Becker's Health IT + Clinical Leadership + Pharmacy: 3 Questions with Lisa Romano, Chief Nursing Officer for CipherHealth

Virginia Egizio - Print  | 

Lisa Romano, MSN, RN, serves as Chief Nursing Officer for CipherHealth.

On May 3rd, Lisa will serve on the panel "What Does "Patient Experience" Mean Today? How Does it Relate to Engagement?at Becker's Health IT + Clinical Leadership + Pharmacy conference. As part of an ongoing series, Becker's is talking to healthcare leaders who plan to speak at the conference, which will take place May 2-4, 2019 in Chicago.

To learn more about the conference and Lisa's session, click here.

Question: What one strategic initiative will demand the most of your time and energy in 2019?

Lisa Romano: In 2019, one of my priorities is educating and empowering leading health systems to keep patients safe during transitions of care. With patients often facing underlying psychosocial challenges that may impede optimal post-discharge recovery, health systems have the opportunity to proactively engage and support patients during care transitions as they manage their medications, pain/symptoms, and overall care plan. Every patient deserves follow up. By engaging all patients as they transition from one care setting to the next, health systems can systematically ensure patient safety.

Q: What is the biggest evolution you've seen among the hospitals/health systems you work with over the past 2-3 years?

LR: In partnering closely with health systems over the past few years, I’ve seen an evolution in patient engagement maturity levels. With the shift towards value-based care, many healthcare executives are leading their organizations in developing strategies that reach and engage patients across the care continuum. By developing a data-driven patient engagement strategy that extends beyond the four walls of the hospital to meet the patient where they are in their journey, these organizations can systematically improve patient outcomes and experiences along the entire arc of care.

Q: Tell us about the last meaningful interaction you had with a patient.

LR: As part of a nurse leadership rounding initiative, I had the opportunity to round on an elderly woman who was about 24 hours post abdominal surgery. The patient was in pain, explaining that she felt anxious and fearful because her husband was admitted to the ED with chest pain during the previous night. She had no recent updates on his condition. At that point, I could see that her clinical condition was greatly impacted by the fact that her husband was ill. Allowing the patient to talk about her concerns and getting a current update on her husband was what she needed most. I stayed with her until her son arrived. He took her hand, assuring her that he was going to be there for both of them. When he explained, "Dad was getting the best care downstairs in the ED and was stable", the patient took a deep breath and was visibly less worried. I hugged them when I said goodbye and felt so happy that she had a smile on her face when I left her room.

> [Actions to take]
A – In the Becker's interview, reproduce everything from "Virginia Egizio - Print" down to "session, click here.", putting "summit" wherever "conference" appears.
B – According to the Becker's interview, when and where will the conference take place?
C – Condense the paragraph of the Becker's interview that begins "In partnering closely with health systems" into a shorter version that keeps its main facts.
Rely only on the Becker's interview.

[Dataset excerpts]

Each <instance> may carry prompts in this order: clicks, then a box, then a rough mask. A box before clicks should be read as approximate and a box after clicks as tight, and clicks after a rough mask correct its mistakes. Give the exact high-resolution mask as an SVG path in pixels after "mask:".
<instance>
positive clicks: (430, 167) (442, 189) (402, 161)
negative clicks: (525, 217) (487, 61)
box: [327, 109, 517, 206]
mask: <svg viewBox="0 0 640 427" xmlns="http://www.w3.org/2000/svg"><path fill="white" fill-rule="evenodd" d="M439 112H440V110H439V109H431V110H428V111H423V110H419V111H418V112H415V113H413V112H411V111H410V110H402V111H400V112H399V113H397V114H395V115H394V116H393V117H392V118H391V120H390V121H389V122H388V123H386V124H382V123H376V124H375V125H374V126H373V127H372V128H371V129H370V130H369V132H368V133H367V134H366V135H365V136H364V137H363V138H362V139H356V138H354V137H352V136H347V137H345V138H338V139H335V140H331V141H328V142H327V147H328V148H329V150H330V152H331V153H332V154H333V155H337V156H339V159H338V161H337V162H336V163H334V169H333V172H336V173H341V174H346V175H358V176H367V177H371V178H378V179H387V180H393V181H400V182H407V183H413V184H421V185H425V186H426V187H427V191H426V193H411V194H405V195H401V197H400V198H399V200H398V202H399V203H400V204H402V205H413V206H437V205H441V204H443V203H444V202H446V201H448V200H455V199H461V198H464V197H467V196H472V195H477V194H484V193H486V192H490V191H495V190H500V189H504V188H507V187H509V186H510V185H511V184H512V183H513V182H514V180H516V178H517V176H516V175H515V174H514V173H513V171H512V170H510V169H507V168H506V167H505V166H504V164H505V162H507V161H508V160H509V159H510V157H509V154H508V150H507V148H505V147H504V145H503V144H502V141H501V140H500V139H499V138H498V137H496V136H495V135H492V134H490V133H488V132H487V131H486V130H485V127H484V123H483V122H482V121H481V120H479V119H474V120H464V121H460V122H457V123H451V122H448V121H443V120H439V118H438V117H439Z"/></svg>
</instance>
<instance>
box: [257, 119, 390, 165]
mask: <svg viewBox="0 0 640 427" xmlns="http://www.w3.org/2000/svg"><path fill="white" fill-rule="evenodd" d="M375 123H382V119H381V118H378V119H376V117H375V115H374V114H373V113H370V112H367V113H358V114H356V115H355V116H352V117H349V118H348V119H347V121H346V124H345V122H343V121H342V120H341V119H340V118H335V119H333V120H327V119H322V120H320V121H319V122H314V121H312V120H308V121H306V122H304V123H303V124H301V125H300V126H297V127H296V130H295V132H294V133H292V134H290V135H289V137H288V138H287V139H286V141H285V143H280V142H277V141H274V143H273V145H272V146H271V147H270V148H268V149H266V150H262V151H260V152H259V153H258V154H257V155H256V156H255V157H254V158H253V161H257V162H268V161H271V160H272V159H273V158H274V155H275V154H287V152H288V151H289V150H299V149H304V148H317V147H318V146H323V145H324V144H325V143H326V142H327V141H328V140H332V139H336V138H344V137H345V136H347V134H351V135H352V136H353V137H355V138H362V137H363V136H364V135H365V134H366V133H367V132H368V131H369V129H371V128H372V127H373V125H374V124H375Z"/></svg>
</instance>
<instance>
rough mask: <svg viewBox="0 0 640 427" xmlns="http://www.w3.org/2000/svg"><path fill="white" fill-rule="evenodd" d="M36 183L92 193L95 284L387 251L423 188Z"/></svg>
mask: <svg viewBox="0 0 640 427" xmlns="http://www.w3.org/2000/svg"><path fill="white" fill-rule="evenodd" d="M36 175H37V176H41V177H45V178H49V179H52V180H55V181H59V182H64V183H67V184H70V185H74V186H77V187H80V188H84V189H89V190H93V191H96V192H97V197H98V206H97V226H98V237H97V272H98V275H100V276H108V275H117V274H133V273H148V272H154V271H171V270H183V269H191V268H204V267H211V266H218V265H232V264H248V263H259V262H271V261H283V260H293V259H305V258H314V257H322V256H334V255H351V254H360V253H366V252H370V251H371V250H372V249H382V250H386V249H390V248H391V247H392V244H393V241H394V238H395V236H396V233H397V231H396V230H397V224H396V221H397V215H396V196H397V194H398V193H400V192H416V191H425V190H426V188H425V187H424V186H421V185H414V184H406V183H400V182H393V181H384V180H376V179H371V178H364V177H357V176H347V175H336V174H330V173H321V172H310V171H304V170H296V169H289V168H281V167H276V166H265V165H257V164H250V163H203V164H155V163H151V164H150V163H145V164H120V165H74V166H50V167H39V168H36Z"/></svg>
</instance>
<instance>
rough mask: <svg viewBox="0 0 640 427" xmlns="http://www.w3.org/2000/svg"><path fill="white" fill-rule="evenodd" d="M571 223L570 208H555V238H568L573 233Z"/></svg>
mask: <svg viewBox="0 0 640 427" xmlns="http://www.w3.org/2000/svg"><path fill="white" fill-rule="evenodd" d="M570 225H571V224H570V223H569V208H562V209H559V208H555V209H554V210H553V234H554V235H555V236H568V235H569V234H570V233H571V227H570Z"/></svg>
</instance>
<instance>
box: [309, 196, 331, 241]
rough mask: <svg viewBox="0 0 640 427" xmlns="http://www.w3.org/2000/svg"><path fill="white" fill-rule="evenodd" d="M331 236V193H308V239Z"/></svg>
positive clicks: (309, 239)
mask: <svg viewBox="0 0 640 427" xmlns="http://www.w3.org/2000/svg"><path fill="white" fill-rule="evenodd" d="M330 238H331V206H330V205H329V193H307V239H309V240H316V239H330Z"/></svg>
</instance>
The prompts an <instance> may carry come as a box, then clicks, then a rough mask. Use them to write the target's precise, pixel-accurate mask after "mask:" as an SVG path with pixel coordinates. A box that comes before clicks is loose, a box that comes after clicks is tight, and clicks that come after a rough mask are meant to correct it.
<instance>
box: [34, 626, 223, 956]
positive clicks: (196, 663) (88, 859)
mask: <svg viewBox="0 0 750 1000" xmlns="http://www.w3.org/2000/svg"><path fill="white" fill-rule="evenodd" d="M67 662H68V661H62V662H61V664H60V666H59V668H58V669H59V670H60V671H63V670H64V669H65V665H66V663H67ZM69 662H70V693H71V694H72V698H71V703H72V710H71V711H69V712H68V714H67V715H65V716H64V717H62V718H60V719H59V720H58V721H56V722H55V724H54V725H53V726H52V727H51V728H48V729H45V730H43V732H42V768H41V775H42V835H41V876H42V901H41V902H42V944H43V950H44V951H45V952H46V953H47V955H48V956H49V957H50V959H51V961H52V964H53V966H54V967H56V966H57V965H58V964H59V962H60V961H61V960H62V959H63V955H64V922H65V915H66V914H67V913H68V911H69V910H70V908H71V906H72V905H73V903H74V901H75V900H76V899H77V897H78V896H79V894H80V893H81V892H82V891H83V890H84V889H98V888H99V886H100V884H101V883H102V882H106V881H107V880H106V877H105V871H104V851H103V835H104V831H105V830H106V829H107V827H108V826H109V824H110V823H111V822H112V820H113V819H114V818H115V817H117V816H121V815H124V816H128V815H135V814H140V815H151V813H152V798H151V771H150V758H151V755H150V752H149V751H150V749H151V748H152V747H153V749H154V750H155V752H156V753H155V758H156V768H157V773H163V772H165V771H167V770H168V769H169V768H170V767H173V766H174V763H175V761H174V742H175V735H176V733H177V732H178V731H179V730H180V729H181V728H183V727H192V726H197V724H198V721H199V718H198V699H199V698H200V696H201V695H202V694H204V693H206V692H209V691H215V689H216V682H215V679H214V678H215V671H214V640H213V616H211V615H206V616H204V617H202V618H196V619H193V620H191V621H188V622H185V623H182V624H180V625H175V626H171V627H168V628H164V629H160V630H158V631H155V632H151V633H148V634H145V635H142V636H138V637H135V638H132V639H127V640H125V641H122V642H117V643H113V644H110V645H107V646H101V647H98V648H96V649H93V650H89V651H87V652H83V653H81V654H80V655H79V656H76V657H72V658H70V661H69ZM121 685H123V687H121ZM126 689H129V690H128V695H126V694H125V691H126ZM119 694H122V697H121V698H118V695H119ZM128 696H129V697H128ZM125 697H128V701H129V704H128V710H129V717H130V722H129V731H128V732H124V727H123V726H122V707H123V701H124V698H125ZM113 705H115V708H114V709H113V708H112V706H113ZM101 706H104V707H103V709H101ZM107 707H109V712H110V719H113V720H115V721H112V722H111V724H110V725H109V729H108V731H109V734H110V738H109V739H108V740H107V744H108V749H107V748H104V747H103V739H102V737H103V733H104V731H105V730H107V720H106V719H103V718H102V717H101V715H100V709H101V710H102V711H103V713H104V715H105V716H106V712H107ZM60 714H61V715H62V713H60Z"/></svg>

> [Answers for each item]
A –
Virginia Egizio - Print  | 

Lisa Romano, MSN, RN, serves as Chief Nursing Officer for CipherHealth.

On May 3rd, Lisa will serve on the panel "What Does "Patient Experience" Mean Today? How Does it Relate to Engagement?at Becker's Health IT + Clinical Leadership + Pharmacy summit. As part of an ongoing series, Becker's is talking to healthcare leaders who plan to speak at the summit, which will take place May 2-4, 2019 in Chicago.

To learn more about the summit and Lisa's session, click here.

B – May 2-4, 2019, in Chicago.

C – Over the past few years, Romano has seen patient engagement maturity grow among health systems. As care shifts toward value-based models, many executives are developing strategies to reach patients across the care continuum. A data-driven engagement strategy that extends beyond the hospital lets these organizations systematically improve patient outcomes and experiences throughout care.